_Record set_
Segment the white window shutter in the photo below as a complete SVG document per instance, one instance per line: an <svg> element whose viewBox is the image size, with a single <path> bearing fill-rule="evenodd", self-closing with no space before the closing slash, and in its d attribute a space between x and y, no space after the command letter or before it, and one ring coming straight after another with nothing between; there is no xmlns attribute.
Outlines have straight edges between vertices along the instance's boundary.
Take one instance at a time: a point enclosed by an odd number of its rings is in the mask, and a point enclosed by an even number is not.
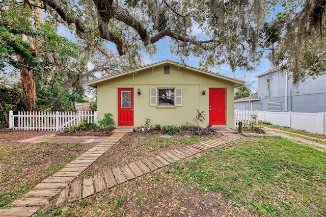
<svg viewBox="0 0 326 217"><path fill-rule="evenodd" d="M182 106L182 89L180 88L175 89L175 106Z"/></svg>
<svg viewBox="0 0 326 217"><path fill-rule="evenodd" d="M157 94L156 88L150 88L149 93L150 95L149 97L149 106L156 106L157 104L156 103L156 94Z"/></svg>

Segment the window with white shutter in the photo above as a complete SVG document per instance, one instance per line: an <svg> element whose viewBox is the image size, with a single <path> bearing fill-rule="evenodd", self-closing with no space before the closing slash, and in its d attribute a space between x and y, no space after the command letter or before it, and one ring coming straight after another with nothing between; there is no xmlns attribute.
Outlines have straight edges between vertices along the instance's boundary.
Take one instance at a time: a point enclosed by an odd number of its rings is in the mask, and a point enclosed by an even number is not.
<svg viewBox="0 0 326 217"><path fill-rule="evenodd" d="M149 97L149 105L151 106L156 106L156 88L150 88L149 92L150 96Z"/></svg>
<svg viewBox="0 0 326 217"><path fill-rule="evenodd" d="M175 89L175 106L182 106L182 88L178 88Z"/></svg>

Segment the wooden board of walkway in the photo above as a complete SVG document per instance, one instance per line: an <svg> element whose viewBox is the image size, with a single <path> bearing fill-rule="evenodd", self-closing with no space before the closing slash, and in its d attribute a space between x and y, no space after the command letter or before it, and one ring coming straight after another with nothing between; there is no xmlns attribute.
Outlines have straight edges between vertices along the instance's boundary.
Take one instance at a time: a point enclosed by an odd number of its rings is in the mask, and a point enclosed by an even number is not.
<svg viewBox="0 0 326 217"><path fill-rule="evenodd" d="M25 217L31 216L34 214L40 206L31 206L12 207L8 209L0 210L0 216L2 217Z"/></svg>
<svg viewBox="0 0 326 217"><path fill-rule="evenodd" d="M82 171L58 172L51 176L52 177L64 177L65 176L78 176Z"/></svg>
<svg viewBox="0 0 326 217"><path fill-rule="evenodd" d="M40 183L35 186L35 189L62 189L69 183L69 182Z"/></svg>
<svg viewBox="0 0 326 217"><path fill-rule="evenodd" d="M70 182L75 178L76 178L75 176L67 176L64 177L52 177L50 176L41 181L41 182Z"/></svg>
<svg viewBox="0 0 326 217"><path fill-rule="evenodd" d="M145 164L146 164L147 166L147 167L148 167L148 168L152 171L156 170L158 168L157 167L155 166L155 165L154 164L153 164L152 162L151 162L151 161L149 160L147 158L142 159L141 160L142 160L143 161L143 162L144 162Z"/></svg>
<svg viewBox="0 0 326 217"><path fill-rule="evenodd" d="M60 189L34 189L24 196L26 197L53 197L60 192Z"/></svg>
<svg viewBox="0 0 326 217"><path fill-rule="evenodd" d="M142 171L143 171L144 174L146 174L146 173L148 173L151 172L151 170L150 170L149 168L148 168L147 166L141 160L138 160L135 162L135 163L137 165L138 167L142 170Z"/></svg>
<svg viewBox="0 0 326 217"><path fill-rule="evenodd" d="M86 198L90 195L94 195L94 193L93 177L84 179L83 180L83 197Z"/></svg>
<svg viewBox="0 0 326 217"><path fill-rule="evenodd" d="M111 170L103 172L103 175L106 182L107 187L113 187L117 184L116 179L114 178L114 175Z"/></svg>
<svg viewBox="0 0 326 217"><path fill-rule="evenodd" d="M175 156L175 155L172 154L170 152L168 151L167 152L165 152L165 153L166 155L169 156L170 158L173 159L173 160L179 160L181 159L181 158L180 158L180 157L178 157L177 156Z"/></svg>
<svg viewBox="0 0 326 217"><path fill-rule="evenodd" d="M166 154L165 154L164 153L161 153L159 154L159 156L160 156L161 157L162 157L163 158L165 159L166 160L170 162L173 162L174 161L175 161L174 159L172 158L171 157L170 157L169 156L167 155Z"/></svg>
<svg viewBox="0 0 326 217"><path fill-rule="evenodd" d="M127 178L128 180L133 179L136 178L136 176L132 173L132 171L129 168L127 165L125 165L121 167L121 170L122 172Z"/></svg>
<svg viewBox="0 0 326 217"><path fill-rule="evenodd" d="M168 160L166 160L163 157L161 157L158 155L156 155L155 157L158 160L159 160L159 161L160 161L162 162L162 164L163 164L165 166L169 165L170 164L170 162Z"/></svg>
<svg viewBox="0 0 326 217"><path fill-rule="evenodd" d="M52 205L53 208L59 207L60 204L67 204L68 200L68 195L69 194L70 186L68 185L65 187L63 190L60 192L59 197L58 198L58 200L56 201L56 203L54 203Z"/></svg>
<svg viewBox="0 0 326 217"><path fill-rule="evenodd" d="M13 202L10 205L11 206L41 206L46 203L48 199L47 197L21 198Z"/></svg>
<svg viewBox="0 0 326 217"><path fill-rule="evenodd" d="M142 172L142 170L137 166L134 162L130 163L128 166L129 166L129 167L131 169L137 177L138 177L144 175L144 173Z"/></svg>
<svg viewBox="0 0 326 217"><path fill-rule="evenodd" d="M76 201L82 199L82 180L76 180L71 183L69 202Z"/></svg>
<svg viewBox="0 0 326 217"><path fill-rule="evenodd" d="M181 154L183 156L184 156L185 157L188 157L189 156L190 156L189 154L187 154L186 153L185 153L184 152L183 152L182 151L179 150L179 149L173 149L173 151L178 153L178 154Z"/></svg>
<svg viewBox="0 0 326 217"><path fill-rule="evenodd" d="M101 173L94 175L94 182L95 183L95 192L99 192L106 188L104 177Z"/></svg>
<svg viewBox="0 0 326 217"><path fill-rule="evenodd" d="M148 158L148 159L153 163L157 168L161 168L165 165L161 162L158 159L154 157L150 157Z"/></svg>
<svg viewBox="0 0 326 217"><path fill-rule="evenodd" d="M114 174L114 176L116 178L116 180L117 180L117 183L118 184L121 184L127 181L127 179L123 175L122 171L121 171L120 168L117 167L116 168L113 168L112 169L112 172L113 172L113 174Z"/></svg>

_Direction_
Return the listing unchanged from its first line up to and including the line that contains "89L175 106L182 106L182". Leave the pictures out of your answer.

_Answer to this task_
Segment the white window shutter in the photo below as a complete SVG document per instance, one instance per line: an <svg> element whose viewBox is the image size, with a single <path> bearing fill-rule="evenodd", self-closing with no space before the closing slash, and in its d attribute a space between x and y, no space after the command letter or before it, and one ring coming straight after another with nothing between; there is no xmlns attribute.
Outlines have straight edges between vertices along the instance's boundary.
Take one instance at a time: a point enclosed by an odd number of its rings is in the mask, and a point enclosed by an even number is not.
<svg viewBox="0 0 326 217"><path fill-rule="evenodd" d="M182 106L182 89L180 88L175 89L175 106Z"/></svg>
<svg viewBox="0 0 326 217"><path fill-rule="evenodd" d="M157 94L156 88L150 88L149 93L150 95L149 97L149 106L156 106L157 104L156 103L156 94Z"/></svg>

Segment the window with white shutter in the photo above as a complete SVG document per instance, one instance per line: an <svg> element whose viewBox is the image size, with a single <path> bearing fill-rule="evenodd", self-closing with no space before the closing slash, and in its d attribute a space between x and y, no space after the command letter or before it, and one ring coming straight after another with nothing between; there is no xmlns attribute.
Outlines have straight edges between vertices along the instance's boundary.
Take one instance at a time: a point enclosed by an odd number of its rings is in the mask, and a point enclosed by an even number is not.
<svg viewBox="0 0 326 217"><path fill-rule="evenodd" d="M149 97L149 105L151 106L156 106L156 88L150 88L149 92L150 96Z"/></svg>
<svg viewBox="0 0 326 217"><path fill-rule="evenodd" d="M175 89L175 106L182 106L182 88L178 88Z"/></svg>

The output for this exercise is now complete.